▶ [The data]
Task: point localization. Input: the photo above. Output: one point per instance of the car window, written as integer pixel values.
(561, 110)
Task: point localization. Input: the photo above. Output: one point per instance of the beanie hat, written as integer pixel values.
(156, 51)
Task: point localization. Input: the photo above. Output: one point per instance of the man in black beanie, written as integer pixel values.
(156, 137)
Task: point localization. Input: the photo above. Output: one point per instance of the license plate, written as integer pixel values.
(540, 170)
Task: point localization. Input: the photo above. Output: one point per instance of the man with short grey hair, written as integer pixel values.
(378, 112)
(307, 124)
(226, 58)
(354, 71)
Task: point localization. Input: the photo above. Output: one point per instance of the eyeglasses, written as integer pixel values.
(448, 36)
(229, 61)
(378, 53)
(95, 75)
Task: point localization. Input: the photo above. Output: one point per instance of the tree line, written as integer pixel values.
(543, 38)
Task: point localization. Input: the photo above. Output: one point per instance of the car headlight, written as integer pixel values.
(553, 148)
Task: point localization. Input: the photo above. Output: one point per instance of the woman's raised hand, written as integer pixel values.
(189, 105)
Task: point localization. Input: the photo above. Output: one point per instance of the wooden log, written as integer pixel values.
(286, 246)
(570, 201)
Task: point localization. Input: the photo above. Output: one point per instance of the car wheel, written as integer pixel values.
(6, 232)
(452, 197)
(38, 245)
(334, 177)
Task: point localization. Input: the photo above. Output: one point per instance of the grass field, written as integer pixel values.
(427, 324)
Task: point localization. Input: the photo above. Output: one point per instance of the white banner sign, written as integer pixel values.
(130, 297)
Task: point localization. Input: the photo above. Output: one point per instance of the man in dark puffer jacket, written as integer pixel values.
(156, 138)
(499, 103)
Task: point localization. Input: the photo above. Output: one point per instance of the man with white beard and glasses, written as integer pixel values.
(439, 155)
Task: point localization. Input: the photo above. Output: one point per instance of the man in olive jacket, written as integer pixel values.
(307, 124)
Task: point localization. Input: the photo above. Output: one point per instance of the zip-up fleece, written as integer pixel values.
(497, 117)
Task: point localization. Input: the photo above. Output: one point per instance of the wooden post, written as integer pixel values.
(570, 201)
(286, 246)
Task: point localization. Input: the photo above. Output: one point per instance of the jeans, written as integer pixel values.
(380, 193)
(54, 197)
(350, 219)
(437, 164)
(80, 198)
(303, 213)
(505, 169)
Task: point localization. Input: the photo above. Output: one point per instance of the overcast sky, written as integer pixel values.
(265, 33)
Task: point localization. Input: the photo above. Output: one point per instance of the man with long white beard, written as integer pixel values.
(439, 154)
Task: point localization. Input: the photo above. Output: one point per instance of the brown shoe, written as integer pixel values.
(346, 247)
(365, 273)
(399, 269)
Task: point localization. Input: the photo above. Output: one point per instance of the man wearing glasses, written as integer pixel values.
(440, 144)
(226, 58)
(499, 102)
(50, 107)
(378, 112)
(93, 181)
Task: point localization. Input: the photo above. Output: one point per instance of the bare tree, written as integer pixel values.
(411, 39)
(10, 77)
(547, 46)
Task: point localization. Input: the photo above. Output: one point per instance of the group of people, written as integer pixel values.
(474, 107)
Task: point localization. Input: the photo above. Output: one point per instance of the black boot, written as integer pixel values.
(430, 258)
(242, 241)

▶ [Required work]
Copy all the entries verbatim.

▶ [Written reply]
Task: point localization. Input: the photo above. Output: one point per instance of the car window, written as integer pixel values.
(561, 110)
Task: point localization. Input: the photo above. Output: one point per instance of the beanie hat, written as integer pixel values.
(156, 51)
Task: point localization. Input: the photo above. Output: one point per instance of the man in black beanie, written as integer pixel values.
(156, 137)
Task: point localization. Input: the photo above. Output: one point per instance of the license plate, written as integer pixel values.
(540, 170)
Task: point localization. Input: the photo above. Output: one point per instance of the man with short grey hair, written as integer pixel values.
(378, 112)
(307, 124)
(226, 58)
(354, 71)
Task: point localization. Input: the photo above. Output: one point per instance of the eyeglasses, written as integer pixel values.
(448, 36)
(229, 61)
(378, 53)
(95, 75)
Task: point localization. Input: the photo above. Output: one point per instance of the tree line, written as integer pixel values.
(543, 38)
Task: point localization. Input: the photo above. Output: one point per instance of the car headlight, written as integer pixel values.
(553, 148)
Task: point localization. Input: the photo above. Output: one point per instance of the woman's raised hand, written as integer pixel values.
(189, 105)
Task: point localization. Input: the photo above. Output: one point per instance of the wooden log, written as integer pixel values.
(286, 246)
(570, 201)
Task: point localization. Input: the photo above. Output: one point per instance of the car wheel, written as integer pixel values.
(6, 232)
(452, 197)
(38, 245)
(334, 177)
Task: point localization. Input: the photo above. Output: one point per instance of the grass field, written as integer pixel values.
(427, 324)
Task: point localization. Input: the photo above. Output: one point per instance of the white banner sign, written as integer pixel values.
(130, 297)
Task: point localization. Input: the photo above. Output: one point per instance of the man in dark puffer jacket, written as integer pixel values.
(156, 138)
(499, 103)
Task: point localization. Input: the photo above. Output: one point per instance of the man with white beard and glasses, written as integer pixel values.
(439, 155)
Task: point localization. Input: the photo above. Output: one point per instance of the man in olive jacket, written as integer pixel values.
(307, 124)
Task: point localization. Input: the photo above. Output: one point per instance of the zip-up fleece, written as integer pixel values.
(497, 117)
Task: point localization. Input: the photo above. Output: one point per instance of the wooden post, written as integer pixel values.
(570, 201)
(286, 246)
Task: point localization. Input: the photo above. Output: one point per instance of the jeans, written as integer pixel values.
(380, 193)
(54, 197)
(350, 219)
(437, 164)
(80, 198)
(303, 213)
(505, 169)
Task: point localization. Input: the photo above. Output: one point per instance of the overcast sky, written as integer pixel values.
(265, 33)
Task: point localization. Input: the photo above. Output: one point per instance of the man with long white beard, written as integer pixel values.
(439, 154)
Task: point localization. Input: the photo above. Output: one point per instance of the brown shoe, written as integer pixel values.
(346, 247)
(365, 273)
(399, 269)
Task: point localization. Input: the photo above. Output: one point per instance of the man wearing glasses, written as integer pixel values.
(440, 144)
(226, 58)
(499, 102)
(50, 107)
(378, 112)
(93, 181)
Task: point localization. Input: the photo above. Output: one point per instance of the bare tree, written as integer pixel values.
(411, 39)
(10, 77)
(547, 46)
Task: point localization. Input: the photo above. Output: one point per instance of the group of people, written as integer pixel values.
(474, 107)
Task: point localization. Input: the photo above. Output: one point per instance of the black boot, written as integer pixel values.
(430, 258)
(242, 241)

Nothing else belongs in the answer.